# [Assigned task]
Write out exactly the lines below that run from the one containing "box: [240, 143, 323, 232]" through the one containing "box: [0, 0, 800, 529]", both included, with no other lines.

Collection entries
--

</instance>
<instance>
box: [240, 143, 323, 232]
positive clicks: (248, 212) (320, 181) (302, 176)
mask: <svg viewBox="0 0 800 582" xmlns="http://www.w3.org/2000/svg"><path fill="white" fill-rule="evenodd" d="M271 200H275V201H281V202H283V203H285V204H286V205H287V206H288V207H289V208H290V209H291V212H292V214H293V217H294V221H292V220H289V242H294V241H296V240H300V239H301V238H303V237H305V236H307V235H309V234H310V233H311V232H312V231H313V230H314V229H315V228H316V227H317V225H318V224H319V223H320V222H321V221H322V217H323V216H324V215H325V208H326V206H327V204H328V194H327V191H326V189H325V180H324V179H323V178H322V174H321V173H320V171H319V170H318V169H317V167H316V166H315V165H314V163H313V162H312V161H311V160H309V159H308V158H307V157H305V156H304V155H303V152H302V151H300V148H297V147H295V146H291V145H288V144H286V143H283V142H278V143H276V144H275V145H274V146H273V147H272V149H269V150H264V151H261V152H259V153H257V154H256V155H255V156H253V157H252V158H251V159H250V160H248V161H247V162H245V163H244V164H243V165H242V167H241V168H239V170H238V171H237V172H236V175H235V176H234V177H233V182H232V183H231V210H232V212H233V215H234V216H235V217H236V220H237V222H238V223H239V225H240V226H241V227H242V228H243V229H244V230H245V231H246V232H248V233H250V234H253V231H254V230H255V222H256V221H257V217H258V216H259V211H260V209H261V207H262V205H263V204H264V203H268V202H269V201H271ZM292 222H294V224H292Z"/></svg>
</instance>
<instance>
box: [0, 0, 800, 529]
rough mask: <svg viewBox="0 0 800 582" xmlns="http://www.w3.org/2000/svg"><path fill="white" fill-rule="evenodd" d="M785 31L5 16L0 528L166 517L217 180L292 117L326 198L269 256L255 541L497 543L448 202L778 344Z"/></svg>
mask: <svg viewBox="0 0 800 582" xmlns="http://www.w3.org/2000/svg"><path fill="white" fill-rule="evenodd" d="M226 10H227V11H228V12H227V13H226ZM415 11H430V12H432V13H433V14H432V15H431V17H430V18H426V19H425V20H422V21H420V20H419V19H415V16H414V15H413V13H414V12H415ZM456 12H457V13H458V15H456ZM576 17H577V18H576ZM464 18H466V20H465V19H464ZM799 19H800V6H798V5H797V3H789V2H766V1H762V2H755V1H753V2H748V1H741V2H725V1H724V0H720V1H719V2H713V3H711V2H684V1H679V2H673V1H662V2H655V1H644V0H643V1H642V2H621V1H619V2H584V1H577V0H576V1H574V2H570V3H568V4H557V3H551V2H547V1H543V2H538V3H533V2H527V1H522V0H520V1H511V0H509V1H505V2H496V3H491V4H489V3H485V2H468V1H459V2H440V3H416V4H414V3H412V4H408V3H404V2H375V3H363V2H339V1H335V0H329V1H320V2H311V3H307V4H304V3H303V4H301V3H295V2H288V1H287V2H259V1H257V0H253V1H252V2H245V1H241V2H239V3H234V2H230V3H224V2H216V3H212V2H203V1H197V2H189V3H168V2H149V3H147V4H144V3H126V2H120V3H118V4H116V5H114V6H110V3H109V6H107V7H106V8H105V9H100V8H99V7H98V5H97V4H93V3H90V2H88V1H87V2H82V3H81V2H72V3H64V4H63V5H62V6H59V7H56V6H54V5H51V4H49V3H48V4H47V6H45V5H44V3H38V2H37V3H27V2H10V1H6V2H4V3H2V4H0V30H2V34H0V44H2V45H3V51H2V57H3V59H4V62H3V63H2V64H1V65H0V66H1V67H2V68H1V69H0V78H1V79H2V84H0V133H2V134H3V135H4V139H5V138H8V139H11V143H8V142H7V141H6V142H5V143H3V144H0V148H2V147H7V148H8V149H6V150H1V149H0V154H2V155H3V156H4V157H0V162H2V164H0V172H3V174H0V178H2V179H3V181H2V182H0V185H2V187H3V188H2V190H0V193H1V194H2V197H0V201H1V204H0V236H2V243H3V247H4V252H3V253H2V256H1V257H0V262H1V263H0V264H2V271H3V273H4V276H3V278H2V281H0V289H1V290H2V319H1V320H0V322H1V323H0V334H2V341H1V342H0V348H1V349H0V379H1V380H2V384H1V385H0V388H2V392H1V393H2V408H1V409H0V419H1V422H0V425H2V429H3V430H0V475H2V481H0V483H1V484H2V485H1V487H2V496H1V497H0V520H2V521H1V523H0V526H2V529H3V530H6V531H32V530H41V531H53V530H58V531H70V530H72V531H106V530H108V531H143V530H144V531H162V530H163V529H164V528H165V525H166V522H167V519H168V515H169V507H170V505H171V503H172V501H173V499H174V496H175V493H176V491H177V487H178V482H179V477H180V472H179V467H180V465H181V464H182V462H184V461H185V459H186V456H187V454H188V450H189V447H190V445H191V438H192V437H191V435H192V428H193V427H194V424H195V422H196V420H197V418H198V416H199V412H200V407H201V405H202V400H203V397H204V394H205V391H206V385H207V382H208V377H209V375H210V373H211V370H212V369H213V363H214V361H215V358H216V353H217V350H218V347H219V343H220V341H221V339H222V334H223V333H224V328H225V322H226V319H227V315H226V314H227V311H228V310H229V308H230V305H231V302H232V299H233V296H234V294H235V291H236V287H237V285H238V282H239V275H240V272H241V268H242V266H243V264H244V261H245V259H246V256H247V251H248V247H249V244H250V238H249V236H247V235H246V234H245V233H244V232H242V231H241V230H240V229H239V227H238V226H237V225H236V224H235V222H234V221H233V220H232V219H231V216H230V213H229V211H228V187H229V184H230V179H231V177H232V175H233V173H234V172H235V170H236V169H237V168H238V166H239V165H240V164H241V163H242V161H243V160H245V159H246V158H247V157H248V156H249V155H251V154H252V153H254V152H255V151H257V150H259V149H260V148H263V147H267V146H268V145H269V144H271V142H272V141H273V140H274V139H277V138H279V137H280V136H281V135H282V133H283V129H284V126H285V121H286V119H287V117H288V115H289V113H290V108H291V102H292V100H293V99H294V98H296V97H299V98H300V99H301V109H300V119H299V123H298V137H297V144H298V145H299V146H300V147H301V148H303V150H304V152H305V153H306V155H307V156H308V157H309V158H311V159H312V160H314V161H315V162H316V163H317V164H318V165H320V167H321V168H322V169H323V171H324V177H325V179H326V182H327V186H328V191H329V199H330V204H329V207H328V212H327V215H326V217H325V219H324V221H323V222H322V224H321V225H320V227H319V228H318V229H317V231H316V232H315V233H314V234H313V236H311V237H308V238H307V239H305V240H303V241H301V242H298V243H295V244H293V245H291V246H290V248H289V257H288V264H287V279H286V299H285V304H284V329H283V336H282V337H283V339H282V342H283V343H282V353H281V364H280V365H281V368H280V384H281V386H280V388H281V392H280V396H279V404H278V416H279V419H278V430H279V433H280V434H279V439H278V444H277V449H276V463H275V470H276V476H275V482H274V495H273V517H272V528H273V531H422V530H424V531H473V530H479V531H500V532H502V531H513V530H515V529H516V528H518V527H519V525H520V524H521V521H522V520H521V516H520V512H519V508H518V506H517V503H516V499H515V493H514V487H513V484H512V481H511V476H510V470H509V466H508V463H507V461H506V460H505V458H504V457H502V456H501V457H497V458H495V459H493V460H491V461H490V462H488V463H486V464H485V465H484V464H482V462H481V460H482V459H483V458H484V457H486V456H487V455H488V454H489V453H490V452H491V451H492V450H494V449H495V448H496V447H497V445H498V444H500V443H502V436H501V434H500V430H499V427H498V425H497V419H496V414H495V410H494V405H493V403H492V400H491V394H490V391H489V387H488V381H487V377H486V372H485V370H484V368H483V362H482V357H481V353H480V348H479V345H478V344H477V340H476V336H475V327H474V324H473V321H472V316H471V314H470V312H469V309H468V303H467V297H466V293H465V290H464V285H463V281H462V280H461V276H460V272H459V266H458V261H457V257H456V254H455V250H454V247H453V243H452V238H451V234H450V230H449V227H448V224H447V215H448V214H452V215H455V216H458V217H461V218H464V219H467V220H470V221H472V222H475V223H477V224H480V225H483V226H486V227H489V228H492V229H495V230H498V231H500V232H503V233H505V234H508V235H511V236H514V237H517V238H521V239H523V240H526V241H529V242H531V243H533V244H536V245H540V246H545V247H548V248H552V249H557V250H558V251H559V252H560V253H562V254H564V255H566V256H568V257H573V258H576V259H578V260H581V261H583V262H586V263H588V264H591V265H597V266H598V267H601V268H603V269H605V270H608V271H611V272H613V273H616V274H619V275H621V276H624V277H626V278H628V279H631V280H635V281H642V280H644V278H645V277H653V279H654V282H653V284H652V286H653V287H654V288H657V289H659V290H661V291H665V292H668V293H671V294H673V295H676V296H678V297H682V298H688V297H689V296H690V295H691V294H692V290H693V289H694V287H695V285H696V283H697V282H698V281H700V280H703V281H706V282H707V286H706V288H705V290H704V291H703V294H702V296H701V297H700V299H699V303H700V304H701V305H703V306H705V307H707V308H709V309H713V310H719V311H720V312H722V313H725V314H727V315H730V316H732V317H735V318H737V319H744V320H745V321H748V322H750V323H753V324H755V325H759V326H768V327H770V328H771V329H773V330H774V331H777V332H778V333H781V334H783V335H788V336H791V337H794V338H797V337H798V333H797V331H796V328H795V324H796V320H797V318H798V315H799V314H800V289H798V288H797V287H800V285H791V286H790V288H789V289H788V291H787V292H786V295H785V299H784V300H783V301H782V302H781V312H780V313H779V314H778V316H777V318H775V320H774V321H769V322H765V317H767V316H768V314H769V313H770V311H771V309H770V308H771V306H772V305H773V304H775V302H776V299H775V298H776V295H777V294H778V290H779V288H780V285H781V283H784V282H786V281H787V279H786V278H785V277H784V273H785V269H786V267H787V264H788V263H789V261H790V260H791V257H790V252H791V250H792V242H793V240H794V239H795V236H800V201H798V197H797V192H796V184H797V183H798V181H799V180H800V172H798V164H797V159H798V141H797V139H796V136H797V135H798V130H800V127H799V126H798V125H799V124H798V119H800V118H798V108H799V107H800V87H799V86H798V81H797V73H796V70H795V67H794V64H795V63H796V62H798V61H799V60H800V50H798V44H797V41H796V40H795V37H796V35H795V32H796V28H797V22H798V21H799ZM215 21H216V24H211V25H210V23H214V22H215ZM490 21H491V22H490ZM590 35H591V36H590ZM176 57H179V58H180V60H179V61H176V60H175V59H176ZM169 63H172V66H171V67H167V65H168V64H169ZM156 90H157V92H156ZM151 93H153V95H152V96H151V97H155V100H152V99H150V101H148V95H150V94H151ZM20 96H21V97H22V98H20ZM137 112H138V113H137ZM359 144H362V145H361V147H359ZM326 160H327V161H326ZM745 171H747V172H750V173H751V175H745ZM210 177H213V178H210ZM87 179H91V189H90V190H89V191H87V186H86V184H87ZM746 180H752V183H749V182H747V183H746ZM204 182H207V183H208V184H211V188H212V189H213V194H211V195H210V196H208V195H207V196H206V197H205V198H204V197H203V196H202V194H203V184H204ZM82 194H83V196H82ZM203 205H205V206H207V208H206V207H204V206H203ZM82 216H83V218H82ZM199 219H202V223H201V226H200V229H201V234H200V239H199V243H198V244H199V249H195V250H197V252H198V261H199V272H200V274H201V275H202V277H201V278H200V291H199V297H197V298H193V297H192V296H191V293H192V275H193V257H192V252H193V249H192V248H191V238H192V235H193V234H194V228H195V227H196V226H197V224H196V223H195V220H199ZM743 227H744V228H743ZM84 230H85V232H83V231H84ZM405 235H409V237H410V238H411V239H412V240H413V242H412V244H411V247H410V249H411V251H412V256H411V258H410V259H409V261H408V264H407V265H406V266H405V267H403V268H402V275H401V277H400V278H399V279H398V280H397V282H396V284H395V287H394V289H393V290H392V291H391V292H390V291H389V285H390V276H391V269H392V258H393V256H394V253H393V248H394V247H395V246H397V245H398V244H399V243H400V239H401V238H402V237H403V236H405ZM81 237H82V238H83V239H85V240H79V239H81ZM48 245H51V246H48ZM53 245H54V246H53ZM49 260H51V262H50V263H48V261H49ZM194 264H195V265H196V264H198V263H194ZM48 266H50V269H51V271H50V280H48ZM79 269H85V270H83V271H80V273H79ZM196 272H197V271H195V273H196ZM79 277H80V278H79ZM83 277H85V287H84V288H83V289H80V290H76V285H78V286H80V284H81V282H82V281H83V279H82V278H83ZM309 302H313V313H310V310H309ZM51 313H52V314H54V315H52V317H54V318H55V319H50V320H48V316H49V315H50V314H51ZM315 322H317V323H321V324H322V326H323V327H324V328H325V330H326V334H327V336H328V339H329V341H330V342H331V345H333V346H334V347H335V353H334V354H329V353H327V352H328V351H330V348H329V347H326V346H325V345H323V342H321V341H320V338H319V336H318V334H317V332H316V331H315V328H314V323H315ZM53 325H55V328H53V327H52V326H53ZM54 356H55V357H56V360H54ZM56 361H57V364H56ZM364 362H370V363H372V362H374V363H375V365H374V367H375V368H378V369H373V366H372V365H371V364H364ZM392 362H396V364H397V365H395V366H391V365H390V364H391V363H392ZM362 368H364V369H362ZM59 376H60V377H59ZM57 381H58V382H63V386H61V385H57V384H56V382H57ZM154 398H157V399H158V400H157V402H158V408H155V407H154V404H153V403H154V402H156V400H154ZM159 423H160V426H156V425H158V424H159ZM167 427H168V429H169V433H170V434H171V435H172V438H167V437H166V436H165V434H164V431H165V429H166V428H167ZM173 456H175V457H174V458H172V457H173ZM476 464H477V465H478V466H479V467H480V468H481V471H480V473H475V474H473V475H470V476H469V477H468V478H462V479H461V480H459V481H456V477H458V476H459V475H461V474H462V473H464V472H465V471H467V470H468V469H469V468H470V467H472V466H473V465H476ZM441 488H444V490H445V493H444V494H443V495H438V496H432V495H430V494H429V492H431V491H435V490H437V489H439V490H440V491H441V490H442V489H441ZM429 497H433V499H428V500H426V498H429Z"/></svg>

--

# [Solution to this task]
box: [240, 143, 323, 232]
positive clicks: (248, 212) (320, 181) (302, 176)
mask: <svg viewBox="0 0 800 582" xmlns="http://www.w3.org/2000/svg"><path fill="white" fill-rule="evenodd" d="M271 200H275V201H281V202H283V203H285V204H286V205H287V206H288V207H289V208H290V209H291V212H292V214H293V217H294V221H292V220H289V242H294V241H296V240H300V239H301V238H303V237H305V236H307V235H309V234H310V233H311V232H312V231H313V230H314V229H315V228H316V227H317V225H318V224H319V223H320V222H321V221H322V217H323V216H324V215H325V208H326V206H327V204H328V194H327V191H326V189H325V180H324V179H323V178H322V174H321V173H320V171H319V170H318V169H317V167H316V166H315V165H314V163H313V162H312V161H311V160H309V159H308V158H307V157H305V156H304V155H303V152H302V151H300V148H297V147H295V146H291V145H288V144H286V143H283V142H278V143H276V144H275V145H274V146H273V147H272V149H269V150H264V151H261V152H259V153H257V154H256V155H255V156H253V157H252V158H251V159H250V160H248V161H247V162H245V163H244V164H243V165H242V167H241V168H239V170H238V171H237V172H236V175H235V176H234V177H233V182H232V183H231V210H232V212H233V215H234V216H235V217H236V220H237V222H238V223H239V225H240V226H241V227H242V228H243V229H244V230H245V231H246V232H248V233H250V234H253V231H254V230H255V222H256V221H257V217H258V216H259V211H260V209H261V207H262V205H263V204H264V203H268V202H269V201H271ZM292 222H294V224H292Z"/></svg>
</instance>
<instance>
box: [0, 0, 800, 529]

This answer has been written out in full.